짧은 과제:
"Trace the outline of every instance of the <item>popcorn" 문구가 있는 줄부터 레코드 끝까지 수정해서 다시 쓰되, "Polygons" 부분만 "Shapes" 문구로 바꾸고 나머지는 그대로 두세요. 그림은 답에서 빼 주세요.
++++ 데이터셋 레코드
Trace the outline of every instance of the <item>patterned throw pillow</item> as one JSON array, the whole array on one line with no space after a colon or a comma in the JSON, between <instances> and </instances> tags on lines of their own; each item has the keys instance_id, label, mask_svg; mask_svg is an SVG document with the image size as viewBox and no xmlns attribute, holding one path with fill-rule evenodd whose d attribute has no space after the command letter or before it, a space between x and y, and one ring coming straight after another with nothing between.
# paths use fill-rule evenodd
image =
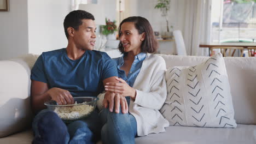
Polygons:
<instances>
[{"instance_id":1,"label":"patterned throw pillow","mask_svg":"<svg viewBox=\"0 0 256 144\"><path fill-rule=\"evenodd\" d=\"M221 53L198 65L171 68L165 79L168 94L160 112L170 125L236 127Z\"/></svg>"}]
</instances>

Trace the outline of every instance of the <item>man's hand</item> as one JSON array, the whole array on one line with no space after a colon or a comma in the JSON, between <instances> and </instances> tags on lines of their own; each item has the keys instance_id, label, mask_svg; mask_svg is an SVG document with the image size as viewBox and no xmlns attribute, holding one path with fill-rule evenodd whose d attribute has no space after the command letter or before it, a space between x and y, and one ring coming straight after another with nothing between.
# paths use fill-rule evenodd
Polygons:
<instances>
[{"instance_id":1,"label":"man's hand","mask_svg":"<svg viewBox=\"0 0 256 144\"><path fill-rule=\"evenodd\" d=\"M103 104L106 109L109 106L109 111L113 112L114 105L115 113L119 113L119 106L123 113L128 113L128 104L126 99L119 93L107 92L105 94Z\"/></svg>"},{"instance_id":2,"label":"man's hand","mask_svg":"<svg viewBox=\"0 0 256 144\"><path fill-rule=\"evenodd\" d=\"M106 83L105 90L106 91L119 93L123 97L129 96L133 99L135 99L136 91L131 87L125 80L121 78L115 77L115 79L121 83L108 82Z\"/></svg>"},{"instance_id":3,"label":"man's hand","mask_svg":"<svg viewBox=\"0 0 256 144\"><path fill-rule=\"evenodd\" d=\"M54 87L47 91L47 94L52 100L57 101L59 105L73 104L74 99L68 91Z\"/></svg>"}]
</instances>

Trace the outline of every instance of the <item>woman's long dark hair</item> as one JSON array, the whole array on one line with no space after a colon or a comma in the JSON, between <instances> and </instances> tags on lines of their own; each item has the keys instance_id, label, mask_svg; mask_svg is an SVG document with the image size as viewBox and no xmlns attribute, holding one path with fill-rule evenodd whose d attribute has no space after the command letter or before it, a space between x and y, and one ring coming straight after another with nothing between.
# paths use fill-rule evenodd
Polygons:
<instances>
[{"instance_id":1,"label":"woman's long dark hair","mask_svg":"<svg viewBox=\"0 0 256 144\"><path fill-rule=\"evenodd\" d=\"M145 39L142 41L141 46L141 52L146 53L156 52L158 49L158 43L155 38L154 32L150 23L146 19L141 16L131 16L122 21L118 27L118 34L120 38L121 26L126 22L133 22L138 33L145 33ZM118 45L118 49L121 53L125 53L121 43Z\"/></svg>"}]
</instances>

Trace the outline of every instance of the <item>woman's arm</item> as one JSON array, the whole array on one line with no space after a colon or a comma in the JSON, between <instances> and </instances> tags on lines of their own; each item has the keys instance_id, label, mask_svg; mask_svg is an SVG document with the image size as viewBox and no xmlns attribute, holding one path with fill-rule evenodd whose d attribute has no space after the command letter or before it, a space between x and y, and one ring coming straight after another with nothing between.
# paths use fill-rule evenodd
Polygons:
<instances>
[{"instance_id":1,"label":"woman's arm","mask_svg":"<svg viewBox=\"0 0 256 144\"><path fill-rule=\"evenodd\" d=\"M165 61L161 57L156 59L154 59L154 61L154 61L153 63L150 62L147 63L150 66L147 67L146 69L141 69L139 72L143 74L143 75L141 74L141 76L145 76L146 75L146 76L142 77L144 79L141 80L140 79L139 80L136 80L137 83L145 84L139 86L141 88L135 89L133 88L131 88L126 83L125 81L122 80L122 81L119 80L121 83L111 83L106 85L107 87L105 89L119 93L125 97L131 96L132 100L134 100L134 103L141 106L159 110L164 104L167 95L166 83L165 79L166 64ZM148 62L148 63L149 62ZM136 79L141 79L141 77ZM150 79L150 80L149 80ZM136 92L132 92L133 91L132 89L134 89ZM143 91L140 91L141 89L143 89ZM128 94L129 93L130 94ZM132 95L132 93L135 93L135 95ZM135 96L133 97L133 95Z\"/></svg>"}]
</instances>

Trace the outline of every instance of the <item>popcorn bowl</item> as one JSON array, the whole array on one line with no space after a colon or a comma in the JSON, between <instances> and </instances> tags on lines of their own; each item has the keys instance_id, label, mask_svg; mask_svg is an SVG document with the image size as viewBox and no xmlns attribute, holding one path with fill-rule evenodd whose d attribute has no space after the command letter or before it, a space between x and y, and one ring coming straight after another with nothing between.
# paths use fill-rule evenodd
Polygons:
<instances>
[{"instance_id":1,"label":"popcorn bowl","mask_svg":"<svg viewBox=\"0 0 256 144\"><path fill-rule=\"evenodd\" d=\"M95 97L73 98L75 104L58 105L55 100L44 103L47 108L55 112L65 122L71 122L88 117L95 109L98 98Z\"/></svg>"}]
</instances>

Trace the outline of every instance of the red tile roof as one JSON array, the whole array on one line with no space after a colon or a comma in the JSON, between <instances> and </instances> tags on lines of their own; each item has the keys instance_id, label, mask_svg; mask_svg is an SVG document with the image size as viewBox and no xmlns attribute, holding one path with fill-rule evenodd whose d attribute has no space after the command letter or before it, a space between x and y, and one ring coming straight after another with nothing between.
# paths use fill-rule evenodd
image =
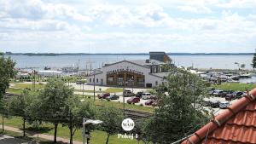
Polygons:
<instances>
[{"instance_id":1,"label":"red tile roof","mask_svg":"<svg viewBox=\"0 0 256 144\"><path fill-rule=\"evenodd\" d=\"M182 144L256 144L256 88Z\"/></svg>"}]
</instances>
++++++++
문제 풀이:
Trace the outline of every instance of the <item>popcorn bowl</item> as one JSON array, the whole array on one line with no space after a colon or a comma in the JSON, between <instances> and </instances> tags on lines of their own; each item has the keys instance_id, label, mask_svg; mask_svg is an SVG document with the image size as viewBox and no xmlns attribute, holding one path with fill-rule evenodd whose d attribute has no space after the command letter or before it, a space between x and y, and one ring coming straight after another with nothing between.
# paths use fill-rule evenodd
Shapes:
<instances>
[{"instance_id":1,"label":"popcorn bowl","mask_svg":"<svg viewBox=\"0 0 256 144\"><path fill-rule=\"evenodd\" d=\"M95 97L73 98L75 104L58 105L55 100L44 103L47 108L55 112L65 122L71 122L88 117L95 109L98 98Z\"/></svg>"}]
</instances>

Trace the outline of every instance of the red tile roof as one JSON array, the whole array on one line with no space after a colon or a comma in the JSON, between <instances> and </instances> tags on lines of their own; each item has the keys instance_id, label, mask_svg; mask_svg is an SVG document with the image size as viewBox and no xmlns attribute, holding one path with fill-rule evenodd whose d attribute has no space after the command letter or before it, a space between x and y, and one ring coming straight after another with nothing between.
# paths use fill-rule evenodd
image =
Shapes:
<instances>
[{"instance_id":1,"label":"red tile roof","mask_svg":"<svg viewBox=\"0 0 256 144\"><path fill-rule=\"evenodd\" d=\"M182 144L256 144L256 88Z\"/></svg>"}]
</instances>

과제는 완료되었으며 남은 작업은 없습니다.